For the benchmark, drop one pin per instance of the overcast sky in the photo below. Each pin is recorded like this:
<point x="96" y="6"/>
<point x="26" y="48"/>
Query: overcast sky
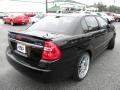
<point x="107" y="2"/>
<point x="15" y="6"/>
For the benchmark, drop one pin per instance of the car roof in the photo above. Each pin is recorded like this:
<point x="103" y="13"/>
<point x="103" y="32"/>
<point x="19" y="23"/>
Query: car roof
<point x="76" y="15"/>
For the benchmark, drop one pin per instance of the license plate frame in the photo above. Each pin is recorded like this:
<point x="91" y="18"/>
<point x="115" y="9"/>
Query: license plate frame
<point x="21" y="48"/>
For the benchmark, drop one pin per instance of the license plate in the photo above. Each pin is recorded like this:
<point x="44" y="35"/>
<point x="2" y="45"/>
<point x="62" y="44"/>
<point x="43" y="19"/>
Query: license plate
<point x="21" y="48"/>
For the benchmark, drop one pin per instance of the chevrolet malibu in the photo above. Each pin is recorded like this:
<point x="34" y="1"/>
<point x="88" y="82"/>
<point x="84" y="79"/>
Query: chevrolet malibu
<point x="16" y="18"/>
<point x="60" y="46"/>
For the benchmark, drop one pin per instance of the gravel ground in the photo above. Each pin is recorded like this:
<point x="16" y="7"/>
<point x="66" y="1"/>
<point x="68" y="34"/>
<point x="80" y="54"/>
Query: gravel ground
<point x="104" y="73"/>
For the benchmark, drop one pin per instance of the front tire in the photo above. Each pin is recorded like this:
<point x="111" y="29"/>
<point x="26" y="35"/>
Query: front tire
<point x="111" y="44"/>
<point x="82" y="67"/>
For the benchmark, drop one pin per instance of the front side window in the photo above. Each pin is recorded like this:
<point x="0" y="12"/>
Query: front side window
<point x="102" y="22"/>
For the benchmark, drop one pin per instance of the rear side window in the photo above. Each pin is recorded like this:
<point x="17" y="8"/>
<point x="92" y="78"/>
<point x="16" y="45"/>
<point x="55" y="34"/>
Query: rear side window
<point x="84" y="24"/>
<point x="92" y="23"/>
<point x="102" y="22"/>
<point x="53" y="24"/>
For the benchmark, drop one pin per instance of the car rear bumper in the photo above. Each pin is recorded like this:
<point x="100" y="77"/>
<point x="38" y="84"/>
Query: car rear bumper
<point x="20" y="21"/>
<point x="61" y="72"/>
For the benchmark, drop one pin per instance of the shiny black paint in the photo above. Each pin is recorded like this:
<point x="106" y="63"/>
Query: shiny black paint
<point x="71" y="47"/>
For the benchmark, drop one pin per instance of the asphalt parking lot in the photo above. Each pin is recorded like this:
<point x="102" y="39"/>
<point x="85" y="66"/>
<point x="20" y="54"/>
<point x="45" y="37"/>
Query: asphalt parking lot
<point x="104" y="72"/>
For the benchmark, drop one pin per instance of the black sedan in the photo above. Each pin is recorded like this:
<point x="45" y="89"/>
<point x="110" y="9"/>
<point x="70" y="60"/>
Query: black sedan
<point x="60" y="46"/>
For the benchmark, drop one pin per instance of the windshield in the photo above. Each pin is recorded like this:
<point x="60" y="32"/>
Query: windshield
<point x="53" y="24"/>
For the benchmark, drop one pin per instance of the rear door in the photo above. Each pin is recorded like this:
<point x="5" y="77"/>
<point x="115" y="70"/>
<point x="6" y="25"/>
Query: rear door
<point x="97" y="35"/>
<point x="103" y="28"/>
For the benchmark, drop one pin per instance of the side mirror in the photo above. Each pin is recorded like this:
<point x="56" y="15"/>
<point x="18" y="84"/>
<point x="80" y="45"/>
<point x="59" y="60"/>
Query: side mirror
<point x="111" y="26"/>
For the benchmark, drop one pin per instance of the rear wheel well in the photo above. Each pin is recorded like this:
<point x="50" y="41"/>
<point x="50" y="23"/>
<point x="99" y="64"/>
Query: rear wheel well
<point x="90" y="53"/>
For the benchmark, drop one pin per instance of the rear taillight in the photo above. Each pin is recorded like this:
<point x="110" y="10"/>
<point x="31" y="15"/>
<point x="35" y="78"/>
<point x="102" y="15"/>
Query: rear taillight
<point x="51" y="51"/>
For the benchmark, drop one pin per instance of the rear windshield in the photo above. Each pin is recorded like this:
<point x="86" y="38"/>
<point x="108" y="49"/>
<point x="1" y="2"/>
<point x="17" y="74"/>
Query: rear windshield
<point x="63" y="25"/>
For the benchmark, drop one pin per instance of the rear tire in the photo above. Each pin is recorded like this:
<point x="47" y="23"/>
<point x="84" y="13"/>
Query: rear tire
<point x="111" y="44"/>
<point x="4" y="22"/>
<point x="12" y="23"/>
<point x="82" y="67"/>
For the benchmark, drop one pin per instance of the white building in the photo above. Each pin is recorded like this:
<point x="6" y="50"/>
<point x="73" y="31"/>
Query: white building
<point x="92" y="9"/>
<point x="17" y="6"/>
<point x="66" y="4"/>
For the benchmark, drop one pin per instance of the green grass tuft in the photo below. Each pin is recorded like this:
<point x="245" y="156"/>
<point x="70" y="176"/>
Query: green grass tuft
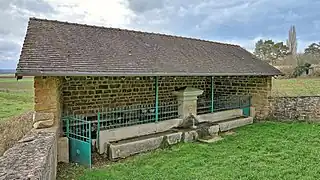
<point x="269" y="150"/>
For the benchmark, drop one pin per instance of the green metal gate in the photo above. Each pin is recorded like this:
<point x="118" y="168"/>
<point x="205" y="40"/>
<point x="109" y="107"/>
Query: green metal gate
<point x="78" y="130"/>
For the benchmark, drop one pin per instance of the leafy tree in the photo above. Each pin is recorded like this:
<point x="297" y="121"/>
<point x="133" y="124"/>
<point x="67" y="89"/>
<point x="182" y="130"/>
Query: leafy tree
<point x="270" y="51"/>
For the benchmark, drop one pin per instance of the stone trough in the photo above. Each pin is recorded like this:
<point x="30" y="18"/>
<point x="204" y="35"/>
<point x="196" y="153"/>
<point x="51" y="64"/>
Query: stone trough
<point x="135" y="145"/>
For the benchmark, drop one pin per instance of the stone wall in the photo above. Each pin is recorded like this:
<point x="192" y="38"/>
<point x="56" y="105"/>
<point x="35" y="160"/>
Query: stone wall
<point x="48" y="96"/>
<point x="259" y="87"/>
<point x="34" y="157"/>
<point x="87" y="95"/>
<point x="296" y="108"/>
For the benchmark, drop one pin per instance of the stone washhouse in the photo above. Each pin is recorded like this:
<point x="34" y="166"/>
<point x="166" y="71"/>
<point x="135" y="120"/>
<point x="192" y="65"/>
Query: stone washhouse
<point x="122" y="92"/>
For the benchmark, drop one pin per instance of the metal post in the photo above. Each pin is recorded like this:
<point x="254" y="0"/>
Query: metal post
<point x="157" y="97"/>
<point x="212" y="94"/>
<point x="67" y="126"/>
<point x="98" y="129"/>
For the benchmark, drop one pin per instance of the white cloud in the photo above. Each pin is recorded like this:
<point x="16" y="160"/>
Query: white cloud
<point x="97" y="12"/>
<point x="241" y="22"/>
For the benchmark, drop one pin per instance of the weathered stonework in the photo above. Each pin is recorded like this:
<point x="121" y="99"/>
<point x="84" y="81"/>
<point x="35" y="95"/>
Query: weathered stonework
<point x="88" y="95"/>
<point x="34" y="157"/>
<point x="47" y="97"/>
<point x="306" y="108"/>
<point x="259" y="87"/>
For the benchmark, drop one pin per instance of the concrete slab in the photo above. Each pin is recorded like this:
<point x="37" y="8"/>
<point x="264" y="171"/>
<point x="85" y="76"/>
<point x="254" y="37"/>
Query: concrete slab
<point x="227" y="125"/>
<point x="219" y="116"/>
<point x="123" y="150"/>
<point x="118" y="134"/>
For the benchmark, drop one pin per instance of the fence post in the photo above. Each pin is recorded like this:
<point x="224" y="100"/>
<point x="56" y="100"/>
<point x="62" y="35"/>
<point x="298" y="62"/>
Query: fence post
<point x="157" y="98"/>
<point x="67" y="126"/>
<point x="212" y="94"/>
<point x="98" y="130"/>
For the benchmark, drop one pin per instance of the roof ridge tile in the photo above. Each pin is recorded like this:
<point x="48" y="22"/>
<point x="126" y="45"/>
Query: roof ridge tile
<point x="134" y="31"/>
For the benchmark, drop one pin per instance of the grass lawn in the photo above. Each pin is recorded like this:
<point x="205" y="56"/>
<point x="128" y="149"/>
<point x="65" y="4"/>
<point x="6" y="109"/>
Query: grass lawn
<point x="16" y="97"/>
<point x="267" y="150"/>
<point x="296" y="87"/>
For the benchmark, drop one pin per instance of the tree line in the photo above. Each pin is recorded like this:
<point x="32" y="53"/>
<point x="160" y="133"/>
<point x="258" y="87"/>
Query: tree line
<point x="280" y="53"/>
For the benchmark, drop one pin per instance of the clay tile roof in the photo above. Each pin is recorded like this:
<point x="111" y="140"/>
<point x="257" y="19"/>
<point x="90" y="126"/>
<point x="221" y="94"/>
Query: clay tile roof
<point x="61" y="48"/>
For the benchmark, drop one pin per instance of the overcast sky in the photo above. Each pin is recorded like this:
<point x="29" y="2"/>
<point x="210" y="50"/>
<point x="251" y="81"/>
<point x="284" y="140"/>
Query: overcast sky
<point x="240" y="22"/>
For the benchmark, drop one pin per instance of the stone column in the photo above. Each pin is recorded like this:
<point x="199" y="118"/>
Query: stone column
<point x="47" y="99"/>
<point x="187" y="101"/>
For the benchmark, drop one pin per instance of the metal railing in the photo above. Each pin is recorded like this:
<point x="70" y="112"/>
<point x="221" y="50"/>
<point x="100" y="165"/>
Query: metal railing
<point x="222" y="103"/>
<point x="110" y="118"/>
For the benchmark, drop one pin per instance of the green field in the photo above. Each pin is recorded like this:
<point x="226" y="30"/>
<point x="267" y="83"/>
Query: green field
<point x="296" y="87"/>
<point x="16" y="97"/>
<point x="269" y="150"/>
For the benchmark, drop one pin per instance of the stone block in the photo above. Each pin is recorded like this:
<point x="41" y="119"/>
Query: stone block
<point x="128" y="148"/>
<point x="63" y="149"/>
<point x="190" y="136"/>
<point x="174" y="138"/>
<point x="232" y="124"/>
<point x="214" y="129"/>
<point x="211" y="140"/>
<point x="43" y="124"/>
<point x="41" y="116"/>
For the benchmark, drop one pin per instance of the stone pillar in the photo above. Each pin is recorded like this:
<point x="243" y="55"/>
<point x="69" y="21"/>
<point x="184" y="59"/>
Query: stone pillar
<point x="187" y="101"/>
<point x="47" y="99"/>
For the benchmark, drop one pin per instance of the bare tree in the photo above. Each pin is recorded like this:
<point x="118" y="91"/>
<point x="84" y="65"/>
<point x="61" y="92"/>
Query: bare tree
<point x="292" y="41"/>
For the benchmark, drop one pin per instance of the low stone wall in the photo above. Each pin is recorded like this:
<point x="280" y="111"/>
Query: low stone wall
<point x="296" y="108"/>
<point x="33" y="157"/>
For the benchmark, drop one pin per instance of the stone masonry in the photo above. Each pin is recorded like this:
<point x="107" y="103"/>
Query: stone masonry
<point x="306" y="108"/>
<point x="259" y="87"/>
<point x="34" y="157"/>
<point x="47" y="96"/>
<point x="87" y="95"/>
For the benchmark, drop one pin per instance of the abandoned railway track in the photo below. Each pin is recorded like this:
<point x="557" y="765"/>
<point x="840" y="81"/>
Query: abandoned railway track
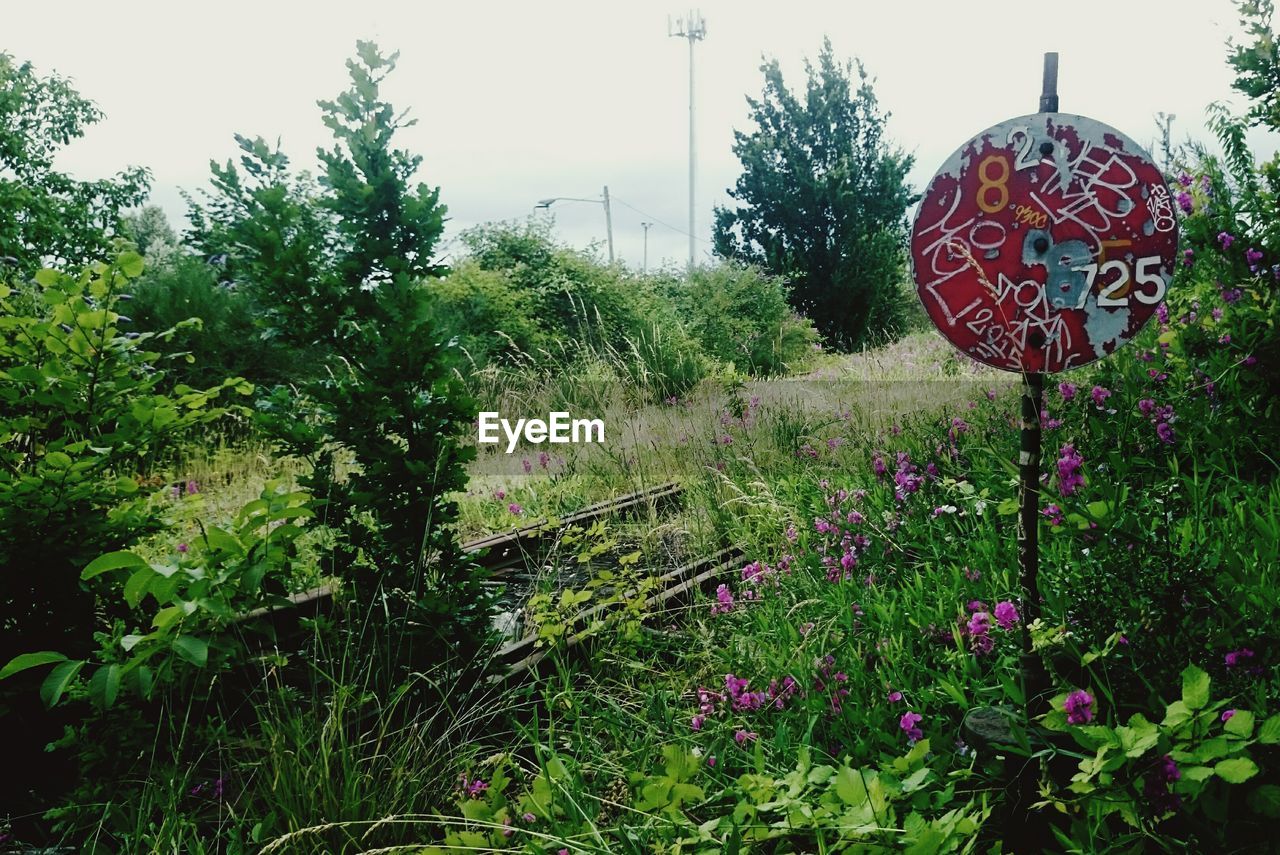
<point x="528" y="558"/>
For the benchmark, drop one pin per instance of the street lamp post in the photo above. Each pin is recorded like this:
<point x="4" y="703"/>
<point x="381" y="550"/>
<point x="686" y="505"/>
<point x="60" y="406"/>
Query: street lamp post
<point x="608" y="211"/>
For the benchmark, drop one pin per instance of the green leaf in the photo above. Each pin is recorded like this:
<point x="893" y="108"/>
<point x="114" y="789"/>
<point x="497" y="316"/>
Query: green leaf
<point x="1266" y="800"/>
<point x="850" y="787"/>
<point x="131" y="264"/>
<point x="136" y="588"/>
<point x="1194" y="687"/>
<point x="58" y="460"/>
<point x="192" y="649"/>
<point x="105" y="685"/>
<point x="1175" y="714"/>
<point x="1240" y="723"/>
<point x="112" y="561"/>
<point x="30" y="661"/>
<point x="1237" y="769"/>
<point x="58" y="680"/>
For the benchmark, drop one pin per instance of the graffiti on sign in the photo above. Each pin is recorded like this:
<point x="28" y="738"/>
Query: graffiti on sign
<point x="1045" y="243"/>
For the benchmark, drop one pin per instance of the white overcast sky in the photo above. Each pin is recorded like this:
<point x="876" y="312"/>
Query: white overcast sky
<point x="519" y="101"/>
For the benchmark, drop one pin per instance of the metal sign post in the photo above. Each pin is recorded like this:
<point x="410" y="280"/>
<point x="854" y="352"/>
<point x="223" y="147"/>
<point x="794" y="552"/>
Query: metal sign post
<point x="1043" y="243"/>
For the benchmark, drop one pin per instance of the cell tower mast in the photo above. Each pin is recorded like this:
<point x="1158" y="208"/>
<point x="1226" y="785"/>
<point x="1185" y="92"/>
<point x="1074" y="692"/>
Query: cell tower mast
<point x="694" y="28"/>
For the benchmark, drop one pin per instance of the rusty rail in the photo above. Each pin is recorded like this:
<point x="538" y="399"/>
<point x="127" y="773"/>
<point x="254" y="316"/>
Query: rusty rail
<point x="501" y="553"/>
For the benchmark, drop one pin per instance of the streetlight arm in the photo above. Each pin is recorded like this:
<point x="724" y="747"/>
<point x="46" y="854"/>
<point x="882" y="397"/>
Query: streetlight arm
<point x="547" y="202"/>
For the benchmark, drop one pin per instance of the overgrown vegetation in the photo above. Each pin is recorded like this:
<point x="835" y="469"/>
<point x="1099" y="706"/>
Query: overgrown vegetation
<point x="853" y="684"/>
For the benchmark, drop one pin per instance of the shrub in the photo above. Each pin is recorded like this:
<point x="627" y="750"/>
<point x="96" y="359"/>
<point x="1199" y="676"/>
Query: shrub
<point x="225" y="342"/>
<point x="740" y="315"/>
<point x="492" y="319"/>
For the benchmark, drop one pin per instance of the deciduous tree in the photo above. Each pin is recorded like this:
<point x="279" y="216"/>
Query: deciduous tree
<point x="822" y="199"/>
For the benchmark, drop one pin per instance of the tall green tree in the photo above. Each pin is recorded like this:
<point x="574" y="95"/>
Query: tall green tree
<point x="342" y="265"/>
<point x="822" y="199"/>
<point x="48" y="216"/>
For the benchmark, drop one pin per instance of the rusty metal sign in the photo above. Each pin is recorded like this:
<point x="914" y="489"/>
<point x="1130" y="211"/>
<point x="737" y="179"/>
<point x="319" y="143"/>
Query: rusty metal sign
<point x="1045" y="243"/>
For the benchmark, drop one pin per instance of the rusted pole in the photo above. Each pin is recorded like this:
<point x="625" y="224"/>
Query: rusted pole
<point x="1028" y="828"/>
<point x="1028" y="531"/>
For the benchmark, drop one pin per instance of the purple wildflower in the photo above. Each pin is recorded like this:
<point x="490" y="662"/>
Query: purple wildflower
<point x="909" y="725"/>
<point x="1079" y="707"/>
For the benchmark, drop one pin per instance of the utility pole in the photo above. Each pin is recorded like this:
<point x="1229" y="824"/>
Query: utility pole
<point x="694" y="28"/>
<point x="608" y="220"/>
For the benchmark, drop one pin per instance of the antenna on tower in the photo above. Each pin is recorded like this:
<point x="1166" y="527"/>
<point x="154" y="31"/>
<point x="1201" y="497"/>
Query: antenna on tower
<point x="694" y="28"/>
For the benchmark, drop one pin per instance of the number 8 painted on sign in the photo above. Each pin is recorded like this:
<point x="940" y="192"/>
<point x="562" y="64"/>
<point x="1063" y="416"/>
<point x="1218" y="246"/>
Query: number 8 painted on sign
<point x="1146" y="275"/>
<point x="997" y="183"/>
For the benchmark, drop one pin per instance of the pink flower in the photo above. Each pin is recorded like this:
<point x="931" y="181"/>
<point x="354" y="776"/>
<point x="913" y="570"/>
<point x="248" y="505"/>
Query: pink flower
<point x="1238" y="657"/>
<point x="1079" y="707"/>
<point x="909" y="725"/>
<point x="723" y="600"/>
<point x="1069" y="465"/>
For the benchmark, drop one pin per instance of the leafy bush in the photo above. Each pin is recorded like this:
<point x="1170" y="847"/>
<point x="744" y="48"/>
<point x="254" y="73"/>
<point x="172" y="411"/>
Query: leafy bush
<point x="201" y="594"/>
<point x="740" y="315"/>
<point x="343" y="268"/>
<point x="492" y="319"/>
<point x="82" y="424"/>
<point x="227" y="339"/>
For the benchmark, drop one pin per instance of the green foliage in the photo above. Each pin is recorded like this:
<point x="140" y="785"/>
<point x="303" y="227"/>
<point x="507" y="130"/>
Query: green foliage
<point x="1143" y="772"/>
<point x="493" y="320"/>
<point x="740" y="315"/>
<point x="200" y="595"/>
<point x="822" y="200"/>
<point x="225" y="342"/>
<point x="81" y="423"/>
<point x="812" y="808"/>
<point x="344" y="266"/>
<point x="567" y="306"/>
<point x="1257" y="64"/>
<point x="46" y="215"/>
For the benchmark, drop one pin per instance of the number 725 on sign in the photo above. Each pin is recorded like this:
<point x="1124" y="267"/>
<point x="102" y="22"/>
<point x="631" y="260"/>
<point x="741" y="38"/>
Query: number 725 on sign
<point x="1146" y="273"/>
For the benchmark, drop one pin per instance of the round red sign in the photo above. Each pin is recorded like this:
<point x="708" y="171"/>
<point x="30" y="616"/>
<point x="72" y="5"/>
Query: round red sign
<point x="1043" y="243"/>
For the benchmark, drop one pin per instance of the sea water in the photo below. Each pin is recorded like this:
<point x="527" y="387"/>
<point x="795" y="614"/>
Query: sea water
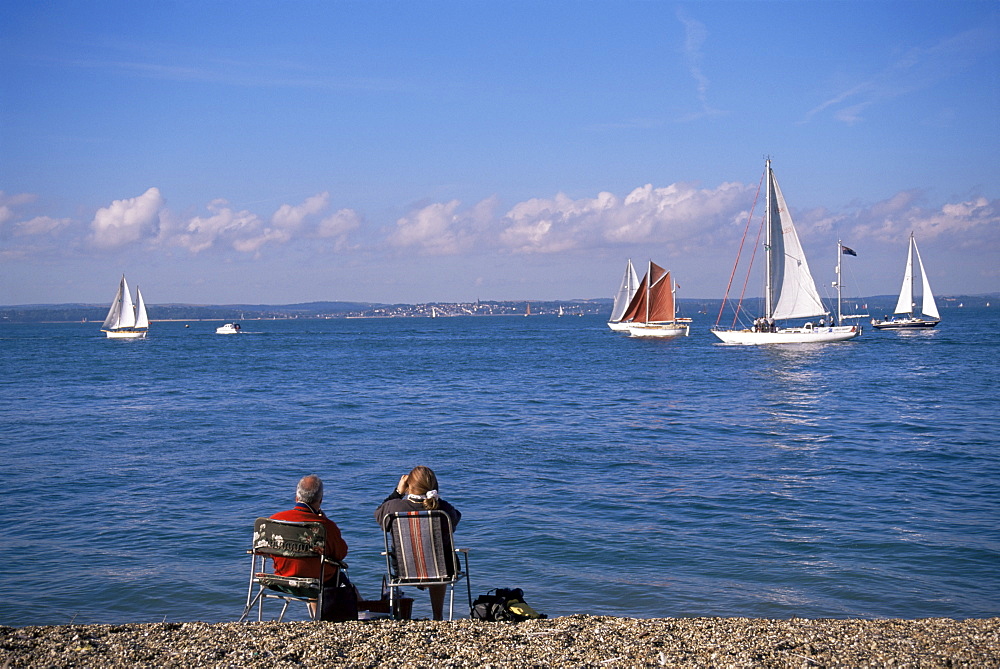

══════════════════════════════

Exercise description: Copy the items word for word, from the line containing "the number 725" through the end, leaving out the pictures.

Answer to the problem:
For the benchmark, drop one pin per instance of the number 725 on sign in the photo above. Each pin is recorded like this:
<point x="1124" y="267"/>
<point x="102" y="22"/>
<point x="631" y="260"/>
<point x="741" y="38"/>
Query: number 725 on sign
<point x="1146" y="273"/>
For the benchmark, drop one pin per instance of the round red sign in the photo above. Each pin is recorded like this:
<point x="708" y="171"/>
<point x="30" y="616"/>
<point x="72" y="5"/>
Query: round red sign
<point x="1043" y="243"/>
For the benchmark, drop one pin per instance of the sea water in the photo below. Each pin is recorded like this:
<point x="527" y="387"/>
<point x="795" y="614"/>
Query: sea water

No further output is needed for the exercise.